## begin Task material

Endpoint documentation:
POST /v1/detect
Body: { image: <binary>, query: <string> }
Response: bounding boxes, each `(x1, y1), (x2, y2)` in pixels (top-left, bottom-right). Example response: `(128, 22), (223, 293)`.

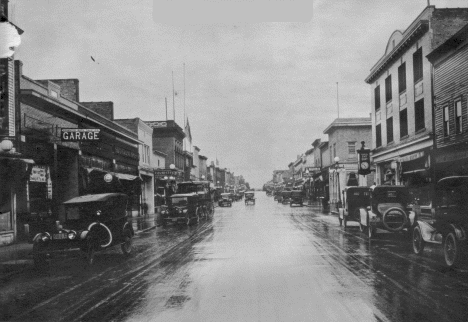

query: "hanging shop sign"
(357, 142), (371, 176)
(29, 165), (47, 182)
(60, 128), (101, 142)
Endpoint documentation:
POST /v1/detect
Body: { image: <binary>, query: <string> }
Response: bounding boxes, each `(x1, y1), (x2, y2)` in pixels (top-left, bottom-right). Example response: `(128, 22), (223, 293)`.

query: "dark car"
(289, 190), (304, 207)
(161, 192), (203, 226)
(359, 186), (414, 238)
(338, 187), (371, 228)
(412, 176), (468, 267)
(32, 193), (134, 267)
(245, 191), (255, 205)
(218, 192), (232, 207)
(177, 181), (215, 218)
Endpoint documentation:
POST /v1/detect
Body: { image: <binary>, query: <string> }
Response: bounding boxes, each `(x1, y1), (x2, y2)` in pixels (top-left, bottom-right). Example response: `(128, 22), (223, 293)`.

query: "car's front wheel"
(120, 229), (133, 256)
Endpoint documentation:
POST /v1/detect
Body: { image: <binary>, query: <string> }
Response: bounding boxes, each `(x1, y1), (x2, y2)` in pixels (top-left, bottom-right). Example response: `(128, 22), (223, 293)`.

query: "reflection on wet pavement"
(2, 194), (468, 321)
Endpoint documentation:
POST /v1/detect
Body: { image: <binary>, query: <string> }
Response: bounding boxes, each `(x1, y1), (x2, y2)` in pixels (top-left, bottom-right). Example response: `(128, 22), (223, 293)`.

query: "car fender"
(450, 224), (466, 240)
(416, 220), (436, 241)
(88, 222), (113, 248)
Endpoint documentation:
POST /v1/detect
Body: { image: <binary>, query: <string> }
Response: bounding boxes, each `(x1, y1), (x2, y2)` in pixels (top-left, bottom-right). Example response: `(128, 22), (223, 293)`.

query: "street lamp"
(333, 157), (341, 211)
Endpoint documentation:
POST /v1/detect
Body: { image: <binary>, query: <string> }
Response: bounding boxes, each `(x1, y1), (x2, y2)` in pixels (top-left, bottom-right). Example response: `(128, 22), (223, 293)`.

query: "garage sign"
(60, 128), (101, 142)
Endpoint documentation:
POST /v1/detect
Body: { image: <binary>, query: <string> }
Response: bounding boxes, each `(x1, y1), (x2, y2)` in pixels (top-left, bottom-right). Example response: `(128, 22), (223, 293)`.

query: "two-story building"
(365, 6), (468, 205)
(427, 24), (468, 180)
(323, 117), (373, 209)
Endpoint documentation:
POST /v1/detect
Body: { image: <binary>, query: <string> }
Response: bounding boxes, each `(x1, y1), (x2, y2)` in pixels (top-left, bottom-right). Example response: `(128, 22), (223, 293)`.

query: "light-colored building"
(365, 6), (468, 203)
(323, 117), (373, 210)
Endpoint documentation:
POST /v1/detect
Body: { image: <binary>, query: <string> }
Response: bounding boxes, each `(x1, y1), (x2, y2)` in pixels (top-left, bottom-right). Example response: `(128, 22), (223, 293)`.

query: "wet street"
(0, 192), (468, 321)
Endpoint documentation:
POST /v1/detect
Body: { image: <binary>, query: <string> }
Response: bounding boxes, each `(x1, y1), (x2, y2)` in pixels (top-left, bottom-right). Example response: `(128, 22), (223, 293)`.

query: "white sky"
(10, 0), (468, 187)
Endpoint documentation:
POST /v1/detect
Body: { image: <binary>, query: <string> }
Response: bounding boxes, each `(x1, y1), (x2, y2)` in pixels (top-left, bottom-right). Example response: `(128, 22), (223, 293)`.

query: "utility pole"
(336, 82), (340, 118)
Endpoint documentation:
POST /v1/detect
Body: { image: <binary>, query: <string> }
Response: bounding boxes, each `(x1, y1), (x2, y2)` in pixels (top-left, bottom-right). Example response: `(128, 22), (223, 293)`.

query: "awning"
(0, 156), (36, 164)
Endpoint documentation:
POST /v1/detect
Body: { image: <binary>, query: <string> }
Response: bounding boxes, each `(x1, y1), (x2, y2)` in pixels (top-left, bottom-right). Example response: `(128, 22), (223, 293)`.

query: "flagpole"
(172, 71), (175, 123)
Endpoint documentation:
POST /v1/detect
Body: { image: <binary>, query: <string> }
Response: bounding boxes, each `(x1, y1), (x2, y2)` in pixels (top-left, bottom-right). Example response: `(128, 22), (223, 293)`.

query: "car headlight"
(68, 231), (76, 239)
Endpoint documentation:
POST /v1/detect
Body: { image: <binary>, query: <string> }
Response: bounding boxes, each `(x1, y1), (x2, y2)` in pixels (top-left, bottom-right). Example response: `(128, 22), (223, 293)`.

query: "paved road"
(0, 193), (468, 322)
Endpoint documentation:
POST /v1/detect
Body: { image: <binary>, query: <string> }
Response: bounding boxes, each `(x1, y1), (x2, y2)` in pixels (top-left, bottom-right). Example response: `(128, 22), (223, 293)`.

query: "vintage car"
(412, 176), (468, 267)
(161, 192), (204, 226)
(32, 193), (134, 267)
(281, 190), (291, 205)
(338, 187), (371, 228)
(218, 192), (232, 207)
(289, 190), (304, 207)
(245, 191), (255, 205)
(359, 185), (415, 238)
(177, 181), (215, 218)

## end Task material

Problem to work on: Reproduce every one of the records above word for word, omitting the pictures.

Solution for this exercise:
Endpoint documentation:
POST /v1/detect
Body: { image: <binary>, query: <string> }
Response: bounding boxes, each `(x1, y1), (x2, y2)` in pixels (top-left, bottom-right). Example response: `(128, 22), (223, 293)`.


query: "hanging shop sign"
(357, 142), (371, 176)
(29, 165), (47, 182)
(60, 128), (101, 142)
Endpoint documentation:
POST /v1/detect
Body: { image: <binary>, query: <string> }
Response: bounding boxes, each `(x1, y1), (x2, y2)` in pixels (top-left, bottom-right). Example response: `(128, 22), (223, 293)`.

query: "dark car"
(289, 190), (304, 207)
(161, 192), (203, 226)
(359, 186), (414, 238)
(338, 187), (371, 228)
(412, 176), (468, 267)
(32, 193), (134, 267)
(245, 191), (255, 205)
(218, 192), (232, 207)
(177, 181), (215, 218)
Endpoint documentation:
POST /v1/detect
Body: { image: <binary>, query: <string> }
Response: bounding boxes, each `(x1, y1), (x2, y2)` in pixels (top-left, bottom-right). Example response: `(128, 22), (223, 293)`.

query: "car's front wheel"
(120, 229), (133, 256)
Endpoint documentation:
POST /v1/detect
Body: { image: <binary>, query: <string> }
Response: bounding boxes, each `(x1, y1), (x2, y2)` in pixels (top-left, bottom-right). Example response: `(128, 22), (223, 293)`.

query: "reflection on wet pavement"
(2, 194), (468, 321)
Endpoint documentation:
POST /v1/detect
Body: { image: <binary>, query: <string> }
Response: bounding boxes, each `(x1, y1), (x2, y2)` in pixels (top-left, bottom-right). Example response: `(128, 22), (223, 293)`.

query: "car fender"
(450, 224), (466, 240)
(416, 220), (436, 241)
(88, 222), (113, 248)
Endpoint documentation:
POST /v1/detect
Body: { image: <binary>, query: <string> }
Response: bounding boxes, each `(x1, y1), (x2, y2)` in pixels (top-left, bottom-right). Example response: `(128, 22), (223, 293)`.

query: "street lamp"
(333, 157), (341, 211)
Endpoint documentation:
POST /v1/detect
Body: { image: <binary>, query: <string> }
Response: bounding boxes, each `(x1, y1), (x2, y2)` in pixels (top-left, bottom-right). Example response: `(128, 22), (223, 293)`.

query: "garage sign"
(60, 128), (101, 142)
Endpoint documentation:
POST /v1/detect
Body: { image: <binary>, query: <string> }
Response: bounding boxes, each `(x1, y1), (x2, y2)` in pixels (top-left, bottom-right). Example response: `(128, 22), (223, 293)`.

query: "two-story building"
(365, 6), (468, 205)
(427, 24), (468, 180)
(323, 117), (373, 209)
Endpoint documentation:
POST /v1/detect
Body: { image: <binary>, query: <string> }
Response: bounding boxes, each `(x1, y1), (x2, y2)` in pixels (top-left, bottom-right). Example response: `(128, 22), (223, 293)`.

query: "light-colored building"
(365, 6), (468, 203)
(323, 117), (373, 210)
Endpoint documentation:
POST /v1/detect
Body: { image: <binary>, query: <string> }
Response: bounding boxes, each `(x1, y1), (x2, y2)` in pixels (top-left, bottom-right). Example response: `(128, 22), (223, 293)`.

query: "wet street"
(0, 192), (468, 321)
Endpoint documentation:
POST /v1/detect
Body: { image: <binary>, query: <string> }
Response: bounding boxes, each `(x1, y1), (x2, y2)` in pixels (top-left, bottom-right). Example response: `(128, 22), (223, 293)`.

query: "white sky"
(10, 0), (468, 187)
Endpoint documentation:
POST /v1/detect
Body: { image: <binary>, query: <string> }
Response: bounding boxes, each `(x1, y1), (x2, y2)` in pixels (top-left, bottom-right). Example response: `(128, 22), (223, 293)`.

query: "utility pole"
(336, 82), (340, 118)
Endpoint documentation:
POST /v1/detect
Body: { image: <binary>, query: <string> }
Response: bounding boxes, each `(x1, y1), (x2, y2)` in pixels (top-left, bottom-right). Example response: `(128, 22), (223, 293)`.

query: "awning"
(0, 156), (36, 164)
Endpoint documentation:
POST /v1/detect
Body: { image: <binary>, query: <string> }
Response: bounding boxes, each `(x1, y1), (x2, y2)` in pixels (top-left, bottom-right). Example response: `(128, 22), (223, 293)`.

query: "flagpole"
(172, 71), (175, 123)
Endpoint documentation:
POST /v1/detect
Body: { image: <binary>, query: <string> }
Response: bounding boxes, each `(x1, y1), (x2, y2)` in pixels (top-left, bottom-right). Example response: `(128, 22), (223, 293)`.

query: "car headlight"
(68, 231), (76, 239)
Endpoint documentation:
POST /v1/detect
Body: { image: <binary>, query: <string> }
Response: bounding boxes, each `(x1, y1), (x2, y2)` in pixels (top-left, bottom-right). Example response: `(128, 22), (223, 293)`.

query: "paved road"
(0, 193), (468, 322)
Endpoint documentation:
POST /v1/detect
Body: { image: <binary>, query: <string> }
Response: bounding boxes, each `(x1, y1), (x2, y2)` in pixels (top-left, bottom-right). Example response: `(128, 22), (223, 293)`.

query: "vintage car"
(412, 176), (468, 267)
(161, 192), (204, 226)
(32, 193), (134, 267)
(281, 190), (291, 205)
(338, 187), (371, 228)
(218, 192), (232, 207)
(289, 190), (304, 207)
(245, 191), (255, 205)
(359, 185), (415, 238)
(177, 181), (215, 218)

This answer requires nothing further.